>> Begin DOCUMENT EXTRACT
On 11/24/23 03:39, Les wrote:
Hello,
Yesterday, the primary server suddenly started
writing to the pg_wal directory at a crazy pace, 1.5GB/sec, but
sometimes it went up to over 3GB/sec. The pg_wal started fattening up
and didn't stop until it ran out of disk space. It happened so fast that
we didn't have time to react. We then stopped all applications
(postgresql clients) because we thought one of them was causing the
problem.
The only exception is a sequence
value that was moved millions of steps within a single minute. Of
Did you determine this by looking at select * from some_seq?
This new instance worked for about 12 hours. This morning, the
error occurred again, in the same form. Based on our previous
experience, we immediately deleted the standby and its replication slot,
and the problem resolved itself (except that the standby had to be
deleted again). Without rebooting or restarting anything else, the
problem went away. I managed to save small part of the pg_wal before
deleting the slot. We looked into this, we saw something like this:
Are the servers open to the world and if so have you explored whether
there has been an intrusion?
Do you have logs that cover the period from when it transitioned from
working normally to going haywire?
We looked at the PostgreSQL release history, and we see some bug fixes
in version 14.7 that might have something to do with this:
https://www.postgresql.org/docs/release/14.7/
<https://www.postgresql.org/docs/release/14.7/>
> Ignore invalidated logical-replication slots while determining oldest
catalog xmin (Sirisha Chamarthi) A replication slot could prevent
cleanup of dead tuples in the system catalogs even after it becomes
invalidated due to exceeding max_slot_wal_keep_size. Thus, failure of a
replication consumer could lead to indefinitely-large catalog bloat.
You are using repmgr which as I understand it uses streaming not logical
replication.
Thank you,
Laszlo
--
Adrian Klaver
adrian.klaver@xxxxxxxxxxx
>> End DOCUMENT EXTRACT
>> Begin DATASET ENTRIES
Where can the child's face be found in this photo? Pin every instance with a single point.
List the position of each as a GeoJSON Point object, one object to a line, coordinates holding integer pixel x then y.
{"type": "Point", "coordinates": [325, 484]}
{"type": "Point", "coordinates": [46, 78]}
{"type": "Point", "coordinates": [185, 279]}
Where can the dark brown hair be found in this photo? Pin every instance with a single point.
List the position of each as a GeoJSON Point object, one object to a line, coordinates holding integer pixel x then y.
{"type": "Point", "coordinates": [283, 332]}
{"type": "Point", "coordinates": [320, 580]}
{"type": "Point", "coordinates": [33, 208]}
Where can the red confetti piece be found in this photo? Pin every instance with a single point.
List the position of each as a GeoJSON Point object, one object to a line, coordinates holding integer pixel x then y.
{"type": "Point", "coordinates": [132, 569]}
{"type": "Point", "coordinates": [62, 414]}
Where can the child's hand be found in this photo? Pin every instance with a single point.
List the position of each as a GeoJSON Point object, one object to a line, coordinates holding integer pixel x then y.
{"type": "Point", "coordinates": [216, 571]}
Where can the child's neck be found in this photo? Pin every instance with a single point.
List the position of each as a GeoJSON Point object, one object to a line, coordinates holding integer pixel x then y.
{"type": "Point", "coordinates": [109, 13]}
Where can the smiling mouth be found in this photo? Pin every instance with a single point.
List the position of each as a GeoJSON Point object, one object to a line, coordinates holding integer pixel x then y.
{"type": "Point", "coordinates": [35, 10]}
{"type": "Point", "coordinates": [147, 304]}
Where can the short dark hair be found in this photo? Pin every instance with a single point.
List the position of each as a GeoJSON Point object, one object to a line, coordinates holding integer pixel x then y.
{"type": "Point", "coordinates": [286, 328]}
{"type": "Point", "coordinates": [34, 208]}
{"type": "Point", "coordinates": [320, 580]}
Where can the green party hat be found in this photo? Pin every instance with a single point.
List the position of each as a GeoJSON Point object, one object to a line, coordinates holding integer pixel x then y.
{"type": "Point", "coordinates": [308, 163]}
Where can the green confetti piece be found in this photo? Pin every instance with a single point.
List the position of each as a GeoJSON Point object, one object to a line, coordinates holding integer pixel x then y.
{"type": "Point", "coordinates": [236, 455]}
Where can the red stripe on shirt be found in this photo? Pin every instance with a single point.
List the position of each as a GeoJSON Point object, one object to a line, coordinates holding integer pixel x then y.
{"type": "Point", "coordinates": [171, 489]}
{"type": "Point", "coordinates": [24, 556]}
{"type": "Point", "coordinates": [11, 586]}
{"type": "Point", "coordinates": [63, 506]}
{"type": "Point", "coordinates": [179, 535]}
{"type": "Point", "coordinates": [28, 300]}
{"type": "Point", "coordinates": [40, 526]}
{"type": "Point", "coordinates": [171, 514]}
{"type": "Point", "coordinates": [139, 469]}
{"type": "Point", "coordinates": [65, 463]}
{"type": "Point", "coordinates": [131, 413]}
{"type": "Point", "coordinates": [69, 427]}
>> End DATASET ENTRIES
● **GOAL A**
Copy out everything in the mailing list thread from "Do you have" down to "indefinitely-large catalog bloat.".
● **GOAL B**
Answer these questions from the mailing list thread:
(i) What was the highest rate at which the primary server sometimes wrote to the pg_wal directory?
(ii) How long did the new instance work before the error occurred again?
(iii) Which PostgreSQL version's release notes were consulted for possibly related bug fixes?
The lines are separate material, apart from the mailing list thread.

● **COMPLETE ANSWER A**
Do you have logs that cover the period from when it transitioned from
working normally to going haywire?
We looked at the PostgreSQL release history, and we see some bug fixes
in version 14.7 that might have something to do with this:
https://www.postgresql.org/docs/release/14.7/
<https://www.postgresql.org/docs/release/14.7/>
> Ignore invalidated logical-replication slots while determining oldest
catalog xmin (Sirisha Chamarthi) A replication slot could prevent
cleanup of dead tuples in the system catalogs even after it becomes
invalidated due to exceeding max_slot_wal_keep_size. Thus, failure of a
replication consumer could lead to indefinitely-large catalog bloat.

● **COMPLETE ANSWER B**
(i) Over 3GB/sec.
(ii) About 12 hours.
(iii) Version 14.7.